# [Given entries]
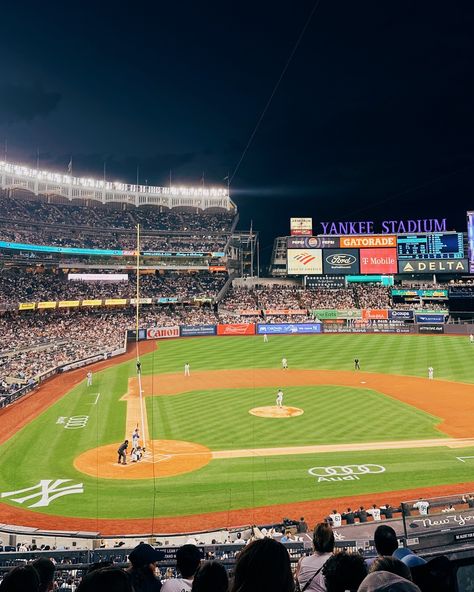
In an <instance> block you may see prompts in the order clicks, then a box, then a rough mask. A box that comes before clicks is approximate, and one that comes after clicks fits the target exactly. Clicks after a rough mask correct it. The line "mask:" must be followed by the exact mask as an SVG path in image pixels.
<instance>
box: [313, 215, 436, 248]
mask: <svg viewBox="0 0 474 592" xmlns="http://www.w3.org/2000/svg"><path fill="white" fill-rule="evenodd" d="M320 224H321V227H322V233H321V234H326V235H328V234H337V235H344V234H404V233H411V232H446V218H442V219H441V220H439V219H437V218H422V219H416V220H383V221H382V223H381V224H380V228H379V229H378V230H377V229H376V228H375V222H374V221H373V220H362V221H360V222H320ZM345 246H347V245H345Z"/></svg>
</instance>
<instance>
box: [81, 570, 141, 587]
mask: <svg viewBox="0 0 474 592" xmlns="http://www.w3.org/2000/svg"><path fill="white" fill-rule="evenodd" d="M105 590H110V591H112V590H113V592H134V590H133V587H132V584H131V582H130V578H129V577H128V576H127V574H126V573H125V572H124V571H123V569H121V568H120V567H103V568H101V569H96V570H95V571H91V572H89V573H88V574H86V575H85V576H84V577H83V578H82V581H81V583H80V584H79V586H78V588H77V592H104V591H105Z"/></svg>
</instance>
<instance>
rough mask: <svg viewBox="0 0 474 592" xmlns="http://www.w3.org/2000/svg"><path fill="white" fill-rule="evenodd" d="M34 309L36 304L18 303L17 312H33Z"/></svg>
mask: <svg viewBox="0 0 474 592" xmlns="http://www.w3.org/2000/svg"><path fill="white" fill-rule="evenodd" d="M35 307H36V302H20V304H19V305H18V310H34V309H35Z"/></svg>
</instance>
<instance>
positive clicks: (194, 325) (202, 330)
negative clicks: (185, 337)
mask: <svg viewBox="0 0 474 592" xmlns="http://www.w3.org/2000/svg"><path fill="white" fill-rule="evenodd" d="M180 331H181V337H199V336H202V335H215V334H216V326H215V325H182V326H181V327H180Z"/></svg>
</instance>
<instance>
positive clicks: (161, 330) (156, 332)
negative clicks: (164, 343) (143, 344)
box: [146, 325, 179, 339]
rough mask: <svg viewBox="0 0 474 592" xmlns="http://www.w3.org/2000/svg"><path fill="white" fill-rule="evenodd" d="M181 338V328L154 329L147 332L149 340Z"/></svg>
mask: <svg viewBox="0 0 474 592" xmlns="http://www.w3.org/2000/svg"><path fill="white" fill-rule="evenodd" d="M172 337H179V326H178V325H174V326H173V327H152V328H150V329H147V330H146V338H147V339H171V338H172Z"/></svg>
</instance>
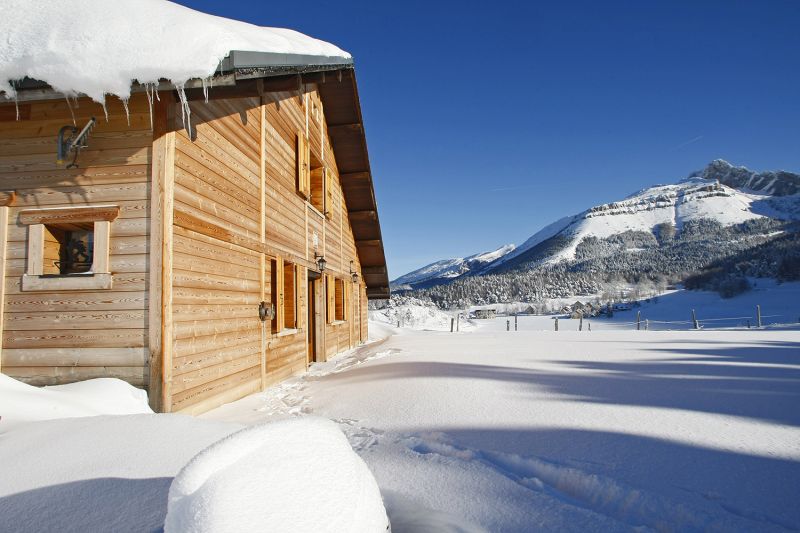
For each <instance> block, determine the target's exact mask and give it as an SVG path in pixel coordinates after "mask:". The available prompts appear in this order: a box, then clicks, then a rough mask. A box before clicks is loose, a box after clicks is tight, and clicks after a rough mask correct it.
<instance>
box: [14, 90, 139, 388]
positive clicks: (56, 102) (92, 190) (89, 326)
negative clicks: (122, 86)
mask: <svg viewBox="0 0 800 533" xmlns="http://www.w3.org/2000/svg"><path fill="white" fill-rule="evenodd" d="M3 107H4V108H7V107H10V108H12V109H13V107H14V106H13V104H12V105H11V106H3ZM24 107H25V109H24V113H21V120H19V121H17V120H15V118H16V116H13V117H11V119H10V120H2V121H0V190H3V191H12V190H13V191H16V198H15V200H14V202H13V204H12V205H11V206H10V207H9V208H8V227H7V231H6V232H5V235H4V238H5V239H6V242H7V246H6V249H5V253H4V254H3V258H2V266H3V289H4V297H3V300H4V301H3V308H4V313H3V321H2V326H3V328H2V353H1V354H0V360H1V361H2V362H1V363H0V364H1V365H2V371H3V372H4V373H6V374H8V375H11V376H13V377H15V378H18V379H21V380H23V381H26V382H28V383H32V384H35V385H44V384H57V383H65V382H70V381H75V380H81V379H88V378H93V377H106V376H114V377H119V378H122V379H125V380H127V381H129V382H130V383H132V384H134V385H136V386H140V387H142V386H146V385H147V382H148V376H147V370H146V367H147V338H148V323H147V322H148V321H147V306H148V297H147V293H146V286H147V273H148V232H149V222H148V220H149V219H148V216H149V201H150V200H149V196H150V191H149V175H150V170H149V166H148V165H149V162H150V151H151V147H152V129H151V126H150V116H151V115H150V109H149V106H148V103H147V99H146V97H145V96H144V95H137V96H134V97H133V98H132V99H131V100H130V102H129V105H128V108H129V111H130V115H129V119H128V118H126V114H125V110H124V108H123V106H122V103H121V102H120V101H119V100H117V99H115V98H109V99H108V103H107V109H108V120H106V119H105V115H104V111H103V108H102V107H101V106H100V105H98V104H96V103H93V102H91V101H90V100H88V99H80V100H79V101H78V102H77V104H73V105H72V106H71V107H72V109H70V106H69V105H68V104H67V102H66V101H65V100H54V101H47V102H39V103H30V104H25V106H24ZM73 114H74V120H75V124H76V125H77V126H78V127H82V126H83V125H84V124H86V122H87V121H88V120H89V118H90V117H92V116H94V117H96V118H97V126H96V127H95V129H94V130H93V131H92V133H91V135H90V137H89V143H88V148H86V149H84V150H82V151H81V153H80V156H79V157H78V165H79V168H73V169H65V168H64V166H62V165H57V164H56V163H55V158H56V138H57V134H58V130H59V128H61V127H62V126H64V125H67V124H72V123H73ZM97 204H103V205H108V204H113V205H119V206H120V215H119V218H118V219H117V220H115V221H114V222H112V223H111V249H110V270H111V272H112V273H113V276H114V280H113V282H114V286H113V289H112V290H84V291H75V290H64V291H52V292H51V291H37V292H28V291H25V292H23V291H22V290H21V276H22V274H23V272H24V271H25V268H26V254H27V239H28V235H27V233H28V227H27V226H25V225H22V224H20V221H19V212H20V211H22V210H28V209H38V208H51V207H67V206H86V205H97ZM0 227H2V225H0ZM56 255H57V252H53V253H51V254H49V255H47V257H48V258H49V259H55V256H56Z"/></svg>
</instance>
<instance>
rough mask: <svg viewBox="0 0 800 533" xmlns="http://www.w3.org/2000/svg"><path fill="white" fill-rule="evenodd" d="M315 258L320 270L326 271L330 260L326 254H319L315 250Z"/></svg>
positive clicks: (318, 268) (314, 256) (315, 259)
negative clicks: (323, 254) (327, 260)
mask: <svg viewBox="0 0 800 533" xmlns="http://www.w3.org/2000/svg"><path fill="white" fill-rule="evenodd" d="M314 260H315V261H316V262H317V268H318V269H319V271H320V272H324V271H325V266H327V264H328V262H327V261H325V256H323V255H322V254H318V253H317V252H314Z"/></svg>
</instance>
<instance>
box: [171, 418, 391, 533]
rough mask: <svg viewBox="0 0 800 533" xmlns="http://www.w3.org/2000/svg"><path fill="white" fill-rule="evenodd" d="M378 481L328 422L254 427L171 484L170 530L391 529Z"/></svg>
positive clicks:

# [The problem]
Please output the material as written, apart from the images.

# [Answer for this exercise]
In an <instance> block you may see prompts in the order clicks, then a box, then a rough mask. A box that comes before clicks is approximate, and one that comes after clicks fits the target exactly. Clicks after a rough mask correct it. The line "mask:" must be followed by the exact mask as an SVG path in image pixels.
<instance>
box: [313, 215, 436, 248]
mask: <svg viewBox="0 0 474 592" xmlns="http://www.w3.org/2000/svg"><path fill="white" fill-rule="evenodd" d="M320 224H321V227H322V233H321V234H326V235H328V234H337V235H344V234H404V233H411V232H446V218H442V219H441V220H439V219H437V218H422V219H416V220H383V221H382V223H381V224H380V228H379V229H378V230H377V229H376V228H375V222H374V221H373V220H362V221H360V222H320ZM345 246H347V245H345Z"/></svg>
</instance>
<instance>
box: [81, 570, 141, 587]
mask: <svg viewBox="0 0 474 592" xmlns="http://www.w3.org/2000/svg"><path fill="white" fill-rule="evenodd" d="M105 590H110V591H112V590H113V592H134V590H133V587H132V584H131V582H130V578H129V577H128V576H127V574H126V573H125V572H124V571H123V569H121V568H120V567H103V568H101V569H96V570H95V571H91V572H89V573H88V574H86V575H85V576H84V577H83V578H82V581H81V583H80V584H79V586H78V588H77V592H104V591H105Z"/></svg>
</instance>
<instance>
rough mask: <svg viewBox="0 0 474 592" xmlns="http://www.w3.org/2000/svg"><path fill="white" fill-rule="evenodd" d="M34 309L36 304L18 303L17 312H33Z"/></svg>
mask: <svg viewBox="0 0 474 592" xmlns="http://www.w3.org/2000/svg"><path fill="white" fill-rule="evenodd" d="M35 307H36V302H20V304H19V305H18V310H34V309H35Z"/></svg>
</instance>
<instance>
positive clicks: (194, 325) (202, 330)
negative clicks: (185, 337)
mask: <svg viewBox="0 0 474 592" xmlns="http://www.w3.org/2000/svg"><path fill="white" fill-rule="evenodd" d="M180 331H181V337H199V336H202V335H215V334H216V326H215V325H182V326H181V327H180Z"/></svg>
</instance>
<instance>
positive clicks: (161, 330) (156, 332)
negative clicks: (164, 343) (143, 344)
box: [146, 325, 179, 339]
rough mask: <svg viewBox="0 0 474 592" xmlns="http://www.w3.org/2000/svg"><path fill="white" fill-rule="evenodd" d="M181 338V328L154 329L147 332L149 340Z"/></svg>
mask: <svg viewBox="0 0 474 592" xmlns="http://www.w3.org/2000/svg"><path fill="white" fill-rule="evenodd" d="M172 337H179V326H178V325H174V326H173V327H152V328H150V329H147V330H146V338H147V339H171V338H172Z"/></svg>
</instance>
For each <instance> block, determine the target's exact mask and give it as an SVG path in pixel coordinates after "mask:". The available prompts appear in this order: a box, then clicks, then a rough mask. A box before clicks is loose, a box after clicks is tight, and clicks after a rough mask correct it.
<instance>
box: [14, 90, 139, 388]
positive clicks: (56, 102) (92, 190) (89, 326)
negative clicks: (122, 86)
mask: <svg viewBox="0 0 800 533" xmlns="http://www.w3.org/2000/svg"><path fill="white" fill-rule="evenodd" d="M3 107H4V108H7V107H10V108H12V109H13V107H14V106H13V104H12V105H11V106H3ZM24 107H25V109H24V113H21V120H19V121H17V120H15V118H16V116H13V117H11V119H10V120H2V121H0V190H3V191H12V190H13V191H16V198H15V200H14V202H13V204H12V205H11V206H10V207H9V208H8V227H7V231H6V232H5V235H4V238H5V239H6V242H7V246H6V249H5V253H4V254H3V258H2V266H3V289H4V297H3V300H4V301H3V308H4V313H3V321H2V326H3V328H2V353H1V354H0V360H1V361H2V362H1V363H0V364H1V365H2V371H3V372H4V373H6V374H8V375H11V376H13V377H15V378H18V379H21V380H23V381H26V382H28V383H32V384H35V385H44V384H57V383H65V382H70V381H75V380H81V379H88V378H93V377H106V376H114V377H119V378H122V379H125V380H127V381H129V382H130V383H132V384H134V385H136V386H140V387H142V386H146V385H147V382H148V376H147V370H146V367H147V338H148V323H147V322H148V321H147V306H148V297H147V293H146V286H147V273H148V232H149V222H148V220H149V219H148V216H149V201H150V200H149V196H150V191H149V175H150V170H149V166H148V165H149V162H150V151H151V147H152V129H151V126H150V116H151V115H150V109H149V106H148V103H147V99H146V97H145V96H144V95H137V96H134V97H133V98H132V99H131V100H130V102H129V105H128V108H129V111H130V115H129V119H128V118H126V114H125V110H124V108H123V106H122V103H121V102H120V101H119V100H117V99H115V98H109V99H108V103H107V109H108V120H106V119H105V115H104V111H103V108H102V107H101V106H100V105H98V104H96V103H93V102H91V101H90V100H88V99H80V100H79V101H78V102H77V104H73V105H72V106H71V107H72V109H70V106H69V105H68V104H67V102H66V101H65V100H54V101H47V102H39V103H30V104H25V106H24ZM73 114H74V120H75V124H76V125H77V126H78V127H82V126H83V125H84V124H86V122H87V121H88V120H89V118H90V117H92V116H94V117H96V118H97V126H96V127H95V129H94V130H93V131H92V133H91V135H90V137H89V143H88V148H86V149H84V150H82V151H81V153H80V156H79V157H78V165H79V168H73V169H65V168H64V166H62V165H57V164H56V163H55V158H56V138H57V134H58V130H59V128H61V127H62V126H64V125H67V124H72V123H73ZM97 204H103V205H108V204H113V205H119V206H120V215H119V218H118V219H117V220H115V221H114V222H112V223H111V249H110V270H111V272H112V273H113V276H114V280H113V282H114V286H113V289H112V290H84V291H75V290H64V291H52V292H51V291H37V292H28V291H25V292H23V291H22V290H21V276H22V274H23V272H24V271H25V268H26V254H27V239H28V235H27V233H28V227H27V226H25V225H22V224H20V221H19V212H20V211H22V210H28V209H38V208H51V207H67V206H86V205H97ZM0 227H2V225H0ZM56 255H57V252H53V253H51V254H49V255H47V257H48V258H49V259H55V256H56Z"/></svg>
</instance>
<instance>
rough mask: <svg viewBox="0 0 800 533" xmlns="http://www.w3.org/2000/svg"><path fill="white" fill-rule="evenodd" d="M315 258L320 270L326 271L330 260L326 254H319L315 250Z"/></svg>
positive clicks: (318, 268) (314, 256) (315, 259)
negative clicks: (323, 254) (327, 260)
mask: <svg viewBox="0 0 800 533" xmlns="http://www.w3.org/2000/svg"><path fill="white" fill-rule="evenodd" d="M314 260H315V261H316V262H317V268H318V269H319V271H320V272H324V271H325V266H327V264H328V262H327V261H325V256H323V255H322V254H318V253H317V252H314Z"/></svg>
</instance>
<instance>
box: [171, 418, 391, 533]
rough mask: <svg viewBox="0 0 800 533" xmlns="http://www.w3.org/2000/svg"><path fill="white" fill-rule="evenodd" d="M378 481L328 422L254 427L171 484L170 530L391 529Z"/></svg>
positive clicks:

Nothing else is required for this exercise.